(Object position labeling records)
-------

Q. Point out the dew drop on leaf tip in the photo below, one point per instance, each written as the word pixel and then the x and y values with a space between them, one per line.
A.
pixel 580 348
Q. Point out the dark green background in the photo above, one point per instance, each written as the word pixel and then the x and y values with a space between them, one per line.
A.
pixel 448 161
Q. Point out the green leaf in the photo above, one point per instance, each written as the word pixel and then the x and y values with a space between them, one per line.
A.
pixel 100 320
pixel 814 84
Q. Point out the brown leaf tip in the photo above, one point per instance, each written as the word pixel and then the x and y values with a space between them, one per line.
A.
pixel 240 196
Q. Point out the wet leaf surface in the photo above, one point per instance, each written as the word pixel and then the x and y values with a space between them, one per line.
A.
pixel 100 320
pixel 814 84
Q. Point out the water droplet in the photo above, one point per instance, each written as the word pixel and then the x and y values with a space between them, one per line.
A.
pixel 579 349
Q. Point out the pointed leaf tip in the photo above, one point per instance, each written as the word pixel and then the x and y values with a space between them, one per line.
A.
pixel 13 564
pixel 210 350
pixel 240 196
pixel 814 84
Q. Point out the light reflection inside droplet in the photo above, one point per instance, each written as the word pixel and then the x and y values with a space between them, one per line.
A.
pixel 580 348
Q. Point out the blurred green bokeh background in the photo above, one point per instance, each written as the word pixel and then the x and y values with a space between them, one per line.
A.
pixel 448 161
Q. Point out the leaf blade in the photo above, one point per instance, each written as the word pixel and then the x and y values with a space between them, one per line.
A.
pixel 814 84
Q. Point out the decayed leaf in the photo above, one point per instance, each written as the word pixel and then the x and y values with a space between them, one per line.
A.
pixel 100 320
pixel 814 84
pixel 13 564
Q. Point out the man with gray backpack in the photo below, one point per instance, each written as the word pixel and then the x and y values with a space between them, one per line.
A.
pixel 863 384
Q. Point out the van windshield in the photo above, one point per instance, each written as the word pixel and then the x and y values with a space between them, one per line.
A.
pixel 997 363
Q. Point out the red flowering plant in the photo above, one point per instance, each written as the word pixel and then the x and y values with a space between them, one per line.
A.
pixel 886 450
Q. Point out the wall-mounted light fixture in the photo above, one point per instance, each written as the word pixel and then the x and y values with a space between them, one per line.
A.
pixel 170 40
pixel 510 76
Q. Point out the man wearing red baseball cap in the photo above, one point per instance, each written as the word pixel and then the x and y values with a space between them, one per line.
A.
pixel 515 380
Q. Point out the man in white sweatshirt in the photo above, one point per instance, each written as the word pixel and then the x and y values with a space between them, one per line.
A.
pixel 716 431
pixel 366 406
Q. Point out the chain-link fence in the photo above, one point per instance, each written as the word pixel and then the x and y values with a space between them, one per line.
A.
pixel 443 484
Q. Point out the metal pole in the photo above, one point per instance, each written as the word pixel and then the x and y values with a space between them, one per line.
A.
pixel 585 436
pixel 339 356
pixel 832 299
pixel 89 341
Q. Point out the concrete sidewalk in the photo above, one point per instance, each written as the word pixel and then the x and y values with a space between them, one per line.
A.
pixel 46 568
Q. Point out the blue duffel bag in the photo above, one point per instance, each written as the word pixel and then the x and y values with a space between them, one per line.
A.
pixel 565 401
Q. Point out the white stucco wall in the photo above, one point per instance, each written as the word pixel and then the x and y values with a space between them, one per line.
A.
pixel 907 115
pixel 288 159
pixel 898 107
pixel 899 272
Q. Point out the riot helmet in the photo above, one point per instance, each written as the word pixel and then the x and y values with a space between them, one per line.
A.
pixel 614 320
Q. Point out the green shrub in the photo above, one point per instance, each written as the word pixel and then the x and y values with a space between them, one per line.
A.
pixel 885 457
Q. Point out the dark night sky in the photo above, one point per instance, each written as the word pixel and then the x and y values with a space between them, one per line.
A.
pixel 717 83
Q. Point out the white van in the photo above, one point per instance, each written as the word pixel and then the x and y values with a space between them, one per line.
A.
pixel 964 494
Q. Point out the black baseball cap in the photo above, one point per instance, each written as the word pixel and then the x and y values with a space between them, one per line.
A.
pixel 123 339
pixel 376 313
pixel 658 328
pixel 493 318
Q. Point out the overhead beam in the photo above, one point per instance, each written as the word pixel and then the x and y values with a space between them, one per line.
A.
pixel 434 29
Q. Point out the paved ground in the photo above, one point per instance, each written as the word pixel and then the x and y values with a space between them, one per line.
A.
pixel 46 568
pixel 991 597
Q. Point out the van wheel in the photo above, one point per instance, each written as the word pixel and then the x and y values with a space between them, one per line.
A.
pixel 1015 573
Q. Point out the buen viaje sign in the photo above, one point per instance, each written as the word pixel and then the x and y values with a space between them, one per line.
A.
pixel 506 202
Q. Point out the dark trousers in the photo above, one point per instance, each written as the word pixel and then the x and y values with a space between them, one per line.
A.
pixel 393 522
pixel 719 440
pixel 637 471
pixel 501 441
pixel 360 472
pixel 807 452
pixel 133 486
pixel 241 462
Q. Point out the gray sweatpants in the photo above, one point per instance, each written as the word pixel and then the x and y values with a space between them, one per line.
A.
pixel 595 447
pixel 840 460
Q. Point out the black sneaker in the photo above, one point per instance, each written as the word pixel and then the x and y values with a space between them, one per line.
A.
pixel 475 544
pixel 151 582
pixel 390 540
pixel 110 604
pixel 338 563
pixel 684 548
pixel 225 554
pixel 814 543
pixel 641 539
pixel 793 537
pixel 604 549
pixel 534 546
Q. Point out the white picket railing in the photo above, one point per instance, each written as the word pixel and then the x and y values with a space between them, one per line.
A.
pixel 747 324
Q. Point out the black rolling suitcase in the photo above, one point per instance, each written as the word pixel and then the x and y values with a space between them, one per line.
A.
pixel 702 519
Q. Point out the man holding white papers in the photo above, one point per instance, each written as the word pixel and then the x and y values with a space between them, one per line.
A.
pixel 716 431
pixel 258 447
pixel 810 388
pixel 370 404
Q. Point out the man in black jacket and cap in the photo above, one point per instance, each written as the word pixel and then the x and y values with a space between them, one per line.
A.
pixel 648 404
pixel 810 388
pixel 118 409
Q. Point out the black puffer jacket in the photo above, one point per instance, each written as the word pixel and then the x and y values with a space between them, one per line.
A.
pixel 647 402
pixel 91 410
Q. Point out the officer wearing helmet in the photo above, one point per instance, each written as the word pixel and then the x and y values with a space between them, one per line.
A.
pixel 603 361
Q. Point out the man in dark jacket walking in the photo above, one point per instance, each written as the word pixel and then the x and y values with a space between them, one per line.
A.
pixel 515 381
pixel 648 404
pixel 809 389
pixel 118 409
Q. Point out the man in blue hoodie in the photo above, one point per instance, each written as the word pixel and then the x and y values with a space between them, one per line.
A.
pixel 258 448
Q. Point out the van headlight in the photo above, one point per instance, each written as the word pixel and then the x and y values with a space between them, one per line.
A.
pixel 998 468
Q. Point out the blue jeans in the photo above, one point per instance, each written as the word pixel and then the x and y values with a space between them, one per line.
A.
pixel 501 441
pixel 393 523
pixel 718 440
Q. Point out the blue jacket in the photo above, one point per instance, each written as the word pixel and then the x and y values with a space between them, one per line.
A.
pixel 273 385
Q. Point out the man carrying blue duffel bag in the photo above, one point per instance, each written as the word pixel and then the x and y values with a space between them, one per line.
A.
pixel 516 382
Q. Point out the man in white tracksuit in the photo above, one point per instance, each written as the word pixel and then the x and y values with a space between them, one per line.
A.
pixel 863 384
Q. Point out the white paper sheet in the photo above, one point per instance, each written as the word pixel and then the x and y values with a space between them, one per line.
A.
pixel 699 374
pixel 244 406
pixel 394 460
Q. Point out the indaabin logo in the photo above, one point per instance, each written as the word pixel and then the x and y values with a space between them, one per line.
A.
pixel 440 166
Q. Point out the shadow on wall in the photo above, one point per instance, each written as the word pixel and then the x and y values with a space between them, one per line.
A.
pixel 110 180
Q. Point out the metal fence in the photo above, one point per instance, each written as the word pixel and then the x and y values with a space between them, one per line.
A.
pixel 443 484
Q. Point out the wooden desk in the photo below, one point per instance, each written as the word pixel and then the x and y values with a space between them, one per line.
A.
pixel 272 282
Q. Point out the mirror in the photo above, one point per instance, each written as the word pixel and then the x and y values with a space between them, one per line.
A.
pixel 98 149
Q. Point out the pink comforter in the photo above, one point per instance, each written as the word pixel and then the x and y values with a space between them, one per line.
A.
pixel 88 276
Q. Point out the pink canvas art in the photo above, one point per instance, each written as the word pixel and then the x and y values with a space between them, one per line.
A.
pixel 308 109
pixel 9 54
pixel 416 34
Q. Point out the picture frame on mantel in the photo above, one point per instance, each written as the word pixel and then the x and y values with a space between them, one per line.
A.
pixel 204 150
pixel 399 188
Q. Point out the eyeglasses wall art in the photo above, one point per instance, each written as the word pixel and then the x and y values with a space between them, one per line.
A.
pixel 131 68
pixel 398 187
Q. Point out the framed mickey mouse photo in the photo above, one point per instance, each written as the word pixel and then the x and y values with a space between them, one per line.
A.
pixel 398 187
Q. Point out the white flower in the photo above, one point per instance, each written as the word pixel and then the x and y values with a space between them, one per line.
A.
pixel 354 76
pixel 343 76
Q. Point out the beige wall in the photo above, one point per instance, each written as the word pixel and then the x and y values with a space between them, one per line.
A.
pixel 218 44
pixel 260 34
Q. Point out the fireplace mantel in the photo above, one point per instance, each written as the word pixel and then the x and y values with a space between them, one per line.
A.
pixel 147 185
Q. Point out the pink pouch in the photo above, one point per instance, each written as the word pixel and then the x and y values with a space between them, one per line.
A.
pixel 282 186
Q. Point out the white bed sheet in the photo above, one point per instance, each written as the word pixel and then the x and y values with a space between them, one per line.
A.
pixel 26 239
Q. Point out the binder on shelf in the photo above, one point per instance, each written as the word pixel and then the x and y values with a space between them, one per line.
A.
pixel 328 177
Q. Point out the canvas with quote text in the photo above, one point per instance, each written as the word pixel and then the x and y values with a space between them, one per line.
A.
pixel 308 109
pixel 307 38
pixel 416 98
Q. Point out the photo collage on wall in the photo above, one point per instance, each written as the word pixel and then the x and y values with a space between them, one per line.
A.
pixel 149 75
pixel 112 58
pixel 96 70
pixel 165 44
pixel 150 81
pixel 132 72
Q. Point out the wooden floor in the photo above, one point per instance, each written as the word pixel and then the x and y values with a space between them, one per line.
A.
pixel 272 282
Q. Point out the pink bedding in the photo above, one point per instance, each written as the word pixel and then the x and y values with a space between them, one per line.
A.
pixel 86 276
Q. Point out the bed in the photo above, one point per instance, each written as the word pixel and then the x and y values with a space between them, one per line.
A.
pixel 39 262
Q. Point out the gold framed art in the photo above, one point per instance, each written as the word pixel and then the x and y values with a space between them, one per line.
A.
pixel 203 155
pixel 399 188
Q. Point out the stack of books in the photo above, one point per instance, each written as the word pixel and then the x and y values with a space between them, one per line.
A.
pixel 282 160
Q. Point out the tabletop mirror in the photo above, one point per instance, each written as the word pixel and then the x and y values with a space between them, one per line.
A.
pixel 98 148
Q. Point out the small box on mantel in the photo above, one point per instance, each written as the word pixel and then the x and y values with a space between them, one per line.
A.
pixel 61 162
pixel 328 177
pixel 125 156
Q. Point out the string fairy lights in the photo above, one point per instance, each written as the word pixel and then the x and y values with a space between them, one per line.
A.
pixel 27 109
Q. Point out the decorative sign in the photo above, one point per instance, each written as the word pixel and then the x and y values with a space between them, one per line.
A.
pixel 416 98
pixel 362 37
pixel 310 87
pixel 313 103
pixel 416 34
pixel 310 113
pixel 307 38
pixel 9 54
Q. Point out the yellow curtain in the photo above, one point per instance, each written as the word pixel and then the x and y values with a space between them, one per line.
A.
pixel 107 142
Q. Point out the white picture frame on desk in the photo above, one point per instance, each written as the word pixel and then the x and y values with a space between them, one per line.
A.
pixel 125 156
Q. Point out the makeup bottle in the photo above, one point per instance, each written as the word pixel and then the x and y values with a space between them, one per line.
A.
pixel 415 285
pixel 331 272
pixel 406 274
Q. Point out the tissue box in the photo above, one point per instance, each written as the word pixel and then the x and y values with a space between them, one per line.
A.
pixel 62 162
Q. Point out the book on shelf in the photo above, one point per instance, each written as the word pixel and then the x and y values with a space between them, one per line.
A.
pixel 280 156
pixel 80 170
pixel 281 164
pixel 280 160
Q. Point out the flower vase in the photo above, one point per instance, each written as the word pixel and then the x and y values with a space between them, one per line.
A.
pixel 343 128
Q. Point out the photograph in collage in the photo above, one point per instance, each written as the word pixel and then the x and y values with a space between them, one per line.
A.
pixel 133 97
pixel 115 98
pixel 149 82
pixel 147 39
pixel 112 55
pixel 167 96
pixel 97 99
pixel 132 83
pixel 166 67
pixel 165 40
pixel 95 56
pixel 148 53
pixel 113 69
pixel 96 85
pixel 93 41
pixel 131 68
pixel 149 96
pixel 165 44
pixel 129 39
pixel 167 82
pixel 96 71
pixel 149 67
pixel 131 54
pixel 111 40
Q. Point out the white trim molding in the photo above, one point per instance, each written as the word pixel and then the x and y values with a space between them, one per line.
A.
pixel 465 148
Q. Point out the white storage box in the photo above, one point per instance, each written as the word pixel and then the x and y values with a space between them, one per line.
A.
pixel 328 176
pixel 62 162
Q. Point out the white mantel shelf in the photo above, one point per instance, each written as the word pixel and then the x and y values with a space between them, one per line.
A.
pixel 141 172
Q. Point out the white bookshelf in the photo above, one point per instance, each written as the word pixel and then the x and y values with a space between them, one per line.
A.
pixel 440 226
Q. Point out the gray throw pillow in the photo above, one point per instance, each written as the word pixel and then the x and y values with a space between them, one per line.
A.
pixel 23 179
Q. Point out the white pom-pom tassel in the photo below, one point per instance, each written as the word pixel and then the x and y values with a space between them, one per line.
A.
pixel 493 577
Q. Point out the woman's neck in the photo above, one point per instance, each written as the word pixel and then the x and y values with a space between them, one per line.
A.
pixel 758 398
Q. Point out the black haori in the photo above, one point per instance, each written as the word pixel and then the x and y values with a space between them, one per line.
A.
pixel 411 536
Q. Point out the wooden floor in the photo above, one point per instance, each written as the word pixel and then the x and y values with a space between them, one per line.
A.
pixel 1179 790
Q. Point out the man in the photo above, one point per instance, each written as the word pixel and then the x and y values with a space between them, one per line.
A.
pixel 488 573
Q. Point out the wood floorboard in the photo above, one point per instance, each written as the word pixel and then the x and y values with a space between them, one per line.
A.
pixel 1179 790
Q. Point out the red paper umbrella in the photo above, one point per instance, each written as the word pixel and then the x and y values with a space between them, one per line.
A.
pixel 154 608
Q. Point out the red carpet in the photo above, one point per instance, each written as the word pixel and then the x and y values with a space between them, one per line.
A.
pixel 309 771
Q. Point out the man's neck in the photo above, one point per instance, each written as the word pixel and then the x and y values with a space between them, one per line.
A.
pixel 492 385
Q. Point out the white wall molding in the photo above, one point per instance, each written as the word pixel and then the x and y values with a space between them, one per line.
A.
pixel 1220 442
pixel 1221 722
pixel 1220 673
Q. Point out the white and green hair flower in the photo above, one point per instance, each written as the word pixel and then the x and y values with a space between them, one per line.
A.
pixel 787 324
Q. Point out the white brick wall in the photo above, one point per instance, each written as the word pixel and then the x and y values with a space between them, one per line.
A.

-------

The exercise - Could you reproduce, word for word, the part of the records that opens with the line containing "Q. Point out the eyeglasses" and closes with the line containing "pixel 282 186", both of those lines included?

Completed task -
Q. Point out the eyeglasses wall art in the photo above, one point per instance, each written as the word pixel and then the x and y values with a space between them, one per line.
A.
pixel 131 68
pixel 398 187
Q. Point out the framed mickey mouse photo in the photo above, one point per instance, each written as the word pixel and then the x and y values with a space between them, one per line.
A.
pixel 398 187
Q. Point out the white flower in the photo above, one point per instance, each written as the word pixel and then the x and y values with a space between them, one per line.
A.
pixel 354 76
pixel 343 76
Q. Point out the beige wall in the photo above, one point per instance, each written as the word pixel and then the x and y values with a space between them, one per line.
A.
pixel 218 44
pixel 260 34
Q. Point out the fireplace mantel in the photo above, one point per instance, each written as the word pixel and then the x and y values with a space between them, one per line.
A.
pixel 147 185
Q. Point out the pink pouch in the photo above, one point per instance, each written as the word pixel and then the x and y values with a space between them, one per line.
A.
pixel 282 186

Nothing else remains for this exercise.